**Work instructions**
Continue the recollection of Bilal, beginning after its final sentence.

**Selected extract**
It's hard to think of Bilal as a memory, but I want to record some of my memories of him, to help stand the test of time.
When I remember Bilal, I see him, in his slight build, reminding me so much of my brother, standing over the stove top in the kitchen, tasting his mom's pot of stew. I see him hurrying us to the dinner table because he's so hungry from a hard day's work.
I see him smiling, always smiling that kind, nice smile.
I see him carrying my Sumy and playing with her. He was one of the few guy's she wasn't scared of, one of the few guys who escaped her stranger anxiety. I see him taking her outside for a stroll, throwing her up into the air. I see her smiling and loving him.
I see him from my balcony walking off to university with his books tucked under his arms, in his button down shirt and gray pants.
I see him sitting at his computer, downloading the latest anasheed. Bilal and 'A' always loved a good nasheed.
I remember him on Friday afternoons, when we all gathered together for lunch. After an early morning playing soccer, praying jum'a, and eating lunch, he'd bring out his small mattress, throw it down in the living room in front of the TV, and watch a bit of TV with us, then snooze off for a bit of zzzz's. Ever so comfortably, one hand under his head, with his little brother lying next to him.

**Extracted entries**
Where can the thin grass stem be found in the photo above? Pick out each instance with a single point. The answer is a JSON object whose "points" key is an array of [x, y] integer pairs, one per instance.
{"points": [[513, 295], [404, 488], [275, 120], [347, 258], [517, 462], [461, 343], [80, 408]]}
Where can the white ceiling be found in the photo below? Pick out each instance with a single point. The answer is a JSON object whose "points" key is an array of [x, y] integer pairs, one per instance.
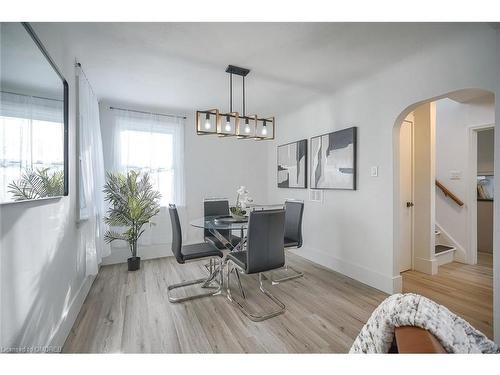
{"points": [[181, 65]]}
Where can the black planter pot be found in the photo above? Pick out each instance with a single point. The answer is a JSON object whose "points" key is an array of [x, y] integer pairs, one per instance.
{"points": [[134, 263]]}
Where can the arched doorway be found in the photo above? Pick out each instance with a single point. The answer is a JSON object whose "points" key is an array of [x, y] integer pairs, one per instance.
{"points": [[454, 201]]}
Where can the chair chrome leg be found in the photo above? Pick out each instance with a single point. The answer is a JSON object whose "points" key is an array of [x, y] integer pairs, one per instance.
{"points": [[294, 274], [205, 283], [254, 316], [239, 283]]}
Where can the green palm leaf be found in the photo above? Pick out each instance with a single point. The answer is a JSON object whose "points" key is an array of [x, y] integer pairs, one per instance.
{"points": [[133, 203]]}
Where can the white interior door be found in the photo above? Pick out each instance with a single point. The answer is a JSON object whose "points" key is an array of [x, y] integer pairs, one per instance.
{"points": [[406, 196]]}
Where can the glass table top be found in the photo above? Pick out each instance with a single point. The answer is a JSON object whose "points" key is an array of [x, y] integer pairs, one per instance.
{"points": [[218, 222]]}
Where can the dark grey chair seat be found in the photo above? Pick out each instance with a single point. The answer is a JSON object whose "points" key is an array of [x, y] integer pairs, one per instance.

**Response for this exercise**
I remember once when you drove your mom and me to the shopping center in Mansour, ya Bilal. Khala N and I were doing our own shopping and you were walking around on your own. Then you came and took Sumy off my hands. When I joined you a few minutes later, you had bought her this cute winter hat, blue and black, with a little teddy bear on it, and a matching scarf. You had dressed her in it, and bought a matching set for your niece. I thought that was the cutest thing, and I saved that cute hat, till I left Baghdad this last time. I gave it away with a bunch of things Sumy had outgrown. I wish I had kept it.
I remember how you grew so much in the three years I spent in Baghdad as your neighbor. You grew from a quiet, shy high school student to a student leader in college. I remember when you were studying in your senior year to get into the college of your choice. Your grades weren't as high as your brother and sister, but you just barely made it in the College of Media and Journalism, the college of your choice. The college from which you were later kidnapped, with guards standing around, watching and doing nothing. Alhamdulillah.
I remember war stories that you guys told us about this last war, four years ago, when you were seventeen years old. Two main memories stand out. In one of them, your sister told me how her fiancee had been away for a few days. You guys hadn't heard from him in a while, got worried about him, especially since he lived in a targeted area. You rode out on your bike, holding a white flag in your hand (and I think you were all dressed in white), to keep you safe from any bullets, rockets or bombs. You rode out a good distance, a good 12 minute car drive, on your bike, in the height of the war. Alhamdulillah, you came home safely that time.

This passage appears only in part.